> Excerto do documento:
/---

Destruição de azulejos leva câmara a embargar obra no Chiado
Câmara de Lisboa impôs a preservação dos painéis de azulejos
desenhados pelo ceramista António Vasconcelos Lapa, mas estes acabaram por ir
para o lixo.
João Pedro Pincha
21 de Maio de 2019, 7:28
Foram destruídos 33 painéis de azulejos modernistas que
decoravam a fachada de um edifício no Largo Rafael Bordalo Pinheiro, em Lisboa.
A câmara municipal decidiu, por isso, embargar as obras de adaptação do prédio
a hotel.
A destruição dos azulejos aconteceu já em Fevereiro, mas só
na semana passada é que a autarquia a confirmou ao PÚBLICO. Foram “verificadas
desconformidades com as condições do licenciamento”, referiu fonte oficial da
câmara lisboeta, explicando que a obra foi autorizada prevendo “a retirada dos
azulejos da fachada, o seu aproveitamento e recolocação no interior do edifício
e a entrega do remanescente material azulejar ao município”.
Mas tal não se verificou. Durante a remoção dos azulejos
alguns ficaram danificados e os restantes foram parar ao lixo. É isso que se lê
num documento da Divisão de Fiscalização da Direcção Municipal de Urbanismo, a
que o PÚBLICO teve acesso. “Segundo fomos informados no local pelo responsável,
a retirada dos ditos painéis apresentou-se tecnicamente difícil, tendo-se
traduzido na quebra de alguns azulejos em todos os painéis, o que no final não
permitiria a sua reposição”, escreveram os fiscais a 15 de Fevereiro.
“Por outro lado, os azulejos que restaram do desmonte terão
sido guardados, mas por engano enviados para vazadouro com outro entulho da
obra”, lê-se ainda na informação, elaborada depois de um munícipe ter
presenciado a remoção dos azulejos e de ter reclamado à câmara. “Presentemente,
segundo se apurou, não existem azulejos originais”, concluem os fiscais.

\---

> Extrato de dados:
/---

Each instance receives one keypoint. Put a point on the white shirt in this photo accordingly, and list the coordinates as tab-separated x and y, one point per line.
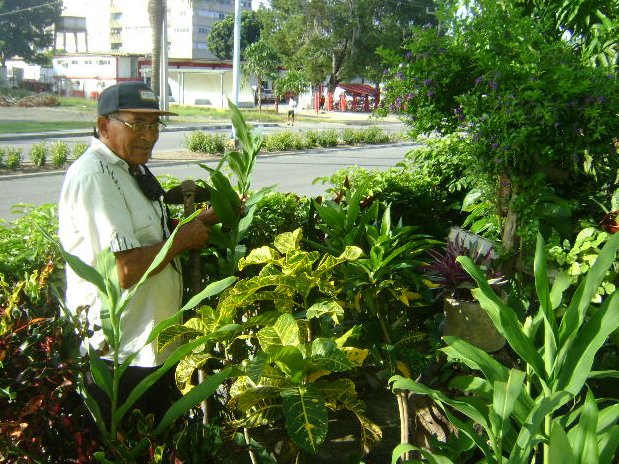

\---

> Objetivo: Enumere o que, segundo a fonte oficial da câmara citada no artigo sobre os azulejos do Chiado, estava previsto na autorização da obra. Os dados são material à parte, sem ligação ao artigo.

> Resultado da tarefa:
- A retirada dos azulejos da fachada
- O aproveitamento dos azulejos
- A recolocação dos azulejos no interior do edifício
- A entrega do remanescente material azulejar ao município